## Passage
------------
Sneaky guy who can disable devices, and is good in combat could be a ranger, rogue, inquisitor, or slayer.

Unless of course you are using metagame concepts such as "sneak attack" then you actually have a wide variety of ways to realize a concept.


Here is a framework that can explain Slayers as a separate class.

Slayers don't learn how to be slayers, slayers are created (born?) and then learn skills which help them to kill things.

Most sentient beings find violence a distasteful and unpleasant necessity (yes most members of even the goblinoid species feel this way) and after a period in the army or militia or street gang can leave it behind happily to take up farming, tailoring or some other peaceful profession. However there is a certain percentage of sentients who, when forged on the fires of violence, discover in themselves something which needs the violence to satisfy them. Some crave the feeling which comes from a lack of constraint in battle and feed that rage to become barbarians. Some enjoy the adrenalin rush that comes when life and death are inches apart and take up the craft of the fighter. And then there are those others, those who are addicted to the feeling which comes from extinguishing life, the feeling of power which comes from knowing that every living thing you see only continues to live because they have not chosen to end it yet, the slayers.
------------
## Set of tasks
a) Copy the part of the passage on slayers that opens with the words containing "Here is a framework" and closes with "to kill things.".
b) In the passage on slayers, what do those who crave the feeling that comes from a lack of constraint in battle become?

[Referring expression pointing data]
------------
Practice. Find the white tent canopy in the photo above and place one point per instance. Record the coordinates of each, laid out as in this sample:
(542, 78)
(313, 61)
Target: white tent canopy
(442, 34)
------------
## Answers by item
a)
Here is a framework that can explain Slayers as a separate class.

Slayers don't learn how to be slayers, slayers are created (born?) and then learn skills which help them to kill things.

b) They become barbarians.